Dataset records on object locations
....

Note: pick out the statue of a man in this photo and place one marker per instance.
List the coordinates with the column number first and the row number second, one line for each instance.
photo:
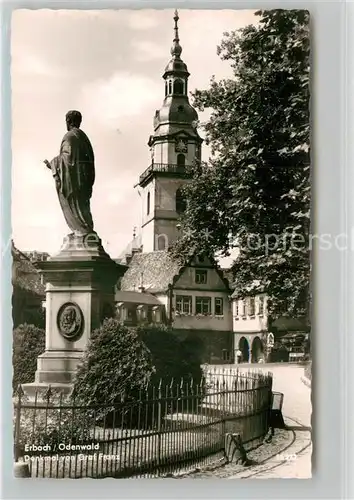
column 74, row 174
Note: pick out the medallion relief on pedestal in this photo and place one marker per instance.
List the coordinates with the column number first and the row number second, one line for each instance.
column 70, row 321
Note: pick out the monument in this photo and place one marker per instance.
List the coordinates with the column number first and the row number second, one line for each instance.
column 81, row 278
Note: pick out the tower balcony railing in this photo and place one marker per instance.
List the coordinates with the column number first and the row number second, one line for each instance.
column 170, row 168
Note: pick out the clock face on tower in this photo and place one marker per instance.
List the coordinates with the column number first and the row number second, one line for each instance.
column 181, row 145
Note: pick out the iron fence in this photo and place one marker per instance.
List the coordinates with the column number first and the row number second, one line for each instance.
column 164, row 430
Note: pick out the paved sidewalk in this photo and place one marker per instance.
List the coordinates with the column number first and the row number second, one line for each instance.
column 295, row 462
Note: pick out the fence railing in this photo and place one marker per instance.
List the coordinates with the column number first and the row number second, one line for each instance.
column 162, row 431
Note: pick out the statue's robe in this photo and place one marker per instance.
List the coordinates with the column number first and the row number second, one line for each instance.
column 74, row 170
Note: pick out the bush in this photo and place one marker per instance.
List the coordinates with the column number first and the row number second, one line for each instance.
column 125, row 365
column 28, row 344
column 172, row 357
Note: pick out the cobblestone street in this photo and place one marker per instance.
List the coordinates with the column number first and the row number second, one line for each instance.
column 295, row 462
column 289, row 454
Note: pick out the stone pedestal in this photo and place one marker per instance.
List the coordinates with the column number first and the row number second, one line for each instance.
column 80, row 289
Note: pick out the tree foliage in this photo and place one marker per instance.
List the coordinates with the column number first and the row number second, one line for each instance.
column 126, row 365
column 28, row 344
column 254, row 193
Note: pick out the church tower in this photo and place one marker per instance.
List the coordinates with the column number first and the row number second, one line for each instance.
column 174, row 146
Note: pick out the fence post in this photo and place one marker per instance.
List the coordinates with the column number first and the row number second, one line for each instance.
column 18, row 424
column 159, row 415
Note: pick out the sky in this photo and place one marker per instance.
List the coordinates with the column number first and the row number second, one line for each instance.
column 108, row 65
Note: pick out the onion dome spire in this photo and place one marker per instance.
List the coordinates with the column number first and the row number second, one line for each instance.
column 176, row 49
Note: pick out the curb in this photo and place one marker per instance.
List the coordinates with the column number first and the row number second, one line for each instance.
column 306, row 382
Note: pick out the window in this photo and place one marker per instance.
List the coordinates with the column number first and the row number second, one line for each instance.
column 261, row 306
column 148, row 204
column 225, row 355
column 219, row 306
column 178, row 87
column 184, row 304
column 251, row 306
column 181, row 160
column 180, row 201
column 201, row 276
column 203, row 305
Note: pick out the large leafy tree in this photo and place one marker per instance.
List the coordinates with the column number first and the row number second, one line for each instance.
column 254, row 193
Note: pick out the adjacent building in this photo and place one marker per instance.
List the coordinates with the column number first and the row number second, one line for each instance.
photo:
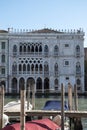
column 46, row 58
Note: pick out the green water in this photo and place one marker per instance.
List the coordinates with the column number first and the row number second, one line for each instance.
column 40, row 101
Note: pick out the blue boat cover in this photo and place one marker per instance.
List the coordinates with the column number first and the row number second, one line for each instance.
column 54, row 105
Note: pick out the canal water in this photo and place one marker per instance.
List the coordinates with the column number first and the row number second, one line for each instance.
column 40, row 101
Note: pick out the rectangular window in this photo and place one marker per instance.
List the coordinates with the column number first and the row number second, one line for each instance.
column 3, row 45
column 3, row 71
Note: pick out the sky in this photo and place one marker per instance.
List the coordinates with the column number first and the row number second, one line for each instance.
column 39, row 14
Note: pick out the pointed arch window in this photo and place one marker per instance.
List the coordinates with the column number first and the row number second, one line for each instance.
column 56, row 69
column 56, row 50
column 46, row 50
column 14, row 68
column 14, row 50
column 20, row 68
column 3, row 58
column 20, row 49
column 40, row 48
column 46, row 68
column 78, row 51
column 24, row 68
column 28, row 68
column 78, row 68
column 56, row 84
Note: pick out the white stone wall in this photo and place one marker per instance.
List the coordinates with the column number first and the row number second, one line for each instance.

....

● **What to work on**
Rewrite all of the material above as a Markdown table with two columns, Number and Record line, giving each line its own row and skipping blank lines. Leave the pictures out.

● **Finished exercise**
| Number | Record line |
|---|---|
| 1 | Note: pick out the statue of a man in this photo and place one marker per instance. |
| 2 | List the coordinates with the column number first and the row number second, one line for each instance. |
| 3 | photo: |
| 4 | column 74, row 174 |
| 5 | Note: pick out the medallion relief on pedestal in this photo and place one marker per instance. |
| 6 | List the coordinates with the column number first and the row number second, one line for each instance. |
| 7 | column 70, row 321 |
| 8 | Note: pick out the monument in this photo and place one marker per instance. |
| 9 | List the coordinates with the column number first and the row number second, one line for each instance. |
| 10 | column 81, row 278 |
| 11 | Note: pick out the tower balcony railing in this photo and place one marker per instance. |
| 12 | List the coordinates with the column number first and the row number second, one line for each instance. |
| 13 | column 170, row 168 |
| 14 | Note: pick out the clock face on tower in this photo and place one marker per instance. |
| 15 | List the coordinates with the column number first and the row number second, one line for each instance. |
| 16 | column 181, row 145 |
| 17 | Note: pick out the iron fence in this photo and place one marker per instance. |
| 18 | List the coordinates with the column number first and the row number second, one line for each instance. |
| 19 | column 164, row 430 |
| 20 | Note: pick out the paved sidewalk in this photo and place one marker per instance. |
| 21 | List the coordinates with the column number first and the row number second, one line for each instance. |
| 22 | column 295, row 462 |
| 23 | Note: pick out the fence railing in this photo and place one marker per instance. |
| 24 | List the coordinates with the column number first and the row number second, one line for each instance. |
| 25 | column 162, row 431 |
| 26 | Note: pick out the statue's robe in this photo and place one marker per instance. |
| 27 | List the coordinates with the column number first and the row number second, one line for each instance. |
| 28 | column 74, row 170 |
| 29 | Note: pick out the bush in this photo and place one marker per instance. |
| 30 | List the coordinates with the column number first and the row number second, one line for each instance. |
| 31 | column 125, row 365 |
| 32 | column 28, row 344 |
| 33 | column 172, row 357 |
| 34 | Note: pick out the cobblestone street in this photo and place one marker per instance. |
| 35 | List the coordinates with the column number first and the row number second, one line for each instance. |
| 36 | column 295, row 462 |
| 37 | column 289, row 454 |
| 38 | Note: pick out the stone pedestal in this photo and place one marker per instance. |
| 39 | List the coordinates with the column number first and the row number second, one line for each instance. |
| 40 | column 80, row 289 |
| 41 | Note: pick out the tree foliage in this photo and place one marker per instance. |
| 42 | List the coordinates with the column number first and the row number second, one line for each instance. |
| 43 | column 126, row 365 |
| 44 | column 28, row 344 |
| 45 | column 254, row 193 |
| 46 | Note: pick out the church tower in this photo and place one marker per instance. |
| 47 | List the coordinates with the column number first and the row number second, one line for each instance. |
| 48 | column 174, row 146 |
| 49 | Note: pick out the fence post in this photo and place one marker per instance. |
| 50 | List the coordinates with the column number first and the row number second, one line for each instance. |
| 51 | column 18, row 424 |
| 52 | column 159, row 415 |
| 53 | Note: pick out the sky in this photo and place one marker per instance. |
| 54 | List the coordinates with the column number first and the row number second, one line for each instance. |
| 55 | column 108, row 65 |
| 56 | Note: pick out the onion dome spire in this photo and place one marker per instance. |
| 57 | List the coordinates with the column number first and the row number second, one line for each instance. |
| 58 | column 176, row 49 |
| 59 | Note: pick out the curb in this photo and place one marker per instance. |
| 60 | List the coordinates with the column number first and the row number second, one line for each instance. |
| 61 | column 306, row 382 |
| 62 | Note: pick out the window in this photo and place one marker per instance. |
| 63 | List the coordinates with the column number first and the row number second, one line for each instance. |
| 64 | column 261, row 306 |
| 65 | column 148, row 204 |
| 66 | column 225, row 355 |
| 67 | column 219, row 306 |
| 68 | column 178, row 87 |
| 69 | column 184, row 304 |
| 70 | column 251, row 306 |
| 71 | column 181, row 160 |
| 72 | column 180, row 201 |
| 73 | column 201, row 276 |
| 74 | column 203, row 305 |
| 75 | Note: pick out the large leafy tree in this photo and place one marker per instance. |
| 76 | List the coordinates with the column number first and the row number second, one line for each instance. |
| 77 | column 254, row 193 |
| 78 | Note: pick out the adjacent building in this photo and place one marker per instance. |
| 79 | List the coordinates with the column number first and the row number second, one line for each instance. |
| 80 | photo: |
| 81 | column 46, row 58 |
| 82 | Note: pick out the green water in this photo and place one marker per instance. |
| 83 | List the coordinates with the column number first and the row number second, one line for each instance. |
| 84 | column 40, row 101 |
| 85 | Note: pick out the blue boat cover in this photo and place one marker per instance. |
| 86 | List the coordinates with the column number first and the row number second, one line for each instance. |
| 87 | column 54, row 105 |
| 88 | Note: pick out the canal water in this photo and place one marker per instance. |
| 89 | List the coordinates with the column number first and the row number second, one line for each instance. |
| 90 | column 40, row 101 |
| 91 | Note: pick out the rectangular window in this photo and place one marker per instance. |
| 92 | List the coordinates with the column number first and the row number second, one line for each instance. |
| 93 | column 3, row 45 |
| 94 | column 3, row 71 |
| 95 | Note: pick out the sky in this photo and place one marker per instance. |
| 96 | List the coordinates with the column number first and the row number second, one line for each instance. |
| 97 | column 39, row 14 |
| 98 | Note: pick out the pointed arch window in this photo and place one marker per instance. |
| 99 | List the coordinates with the column number first and the row number second, one line for each instance. |
| 100 | column 56, row 69 |
| 101 | column 56, row 50 |
| 102 | column 46, row 50 |
| 103 | column 14, row 68 |
| 104 | column 14, row 50 |
| 105 | column 20, row 68 |
| 106 | column 3, row 58 |
| 107 | column 20, row 49 |
| 108 | column 40, row 48 |
| 109 | column 46, row 68 |
| 110 | column 78, row 51 |
| 111 | column 24, row 68 |
| 112 | column 28, row 68 |
| 113 | column 78, row 68 |
| 114 | column 56, row 84 |
| 115 | Note: pick out the white stone wall in this photo and place one marker per instance. |
| 116 | List the coordinates with the column number first and the row number second, one line for each instance. |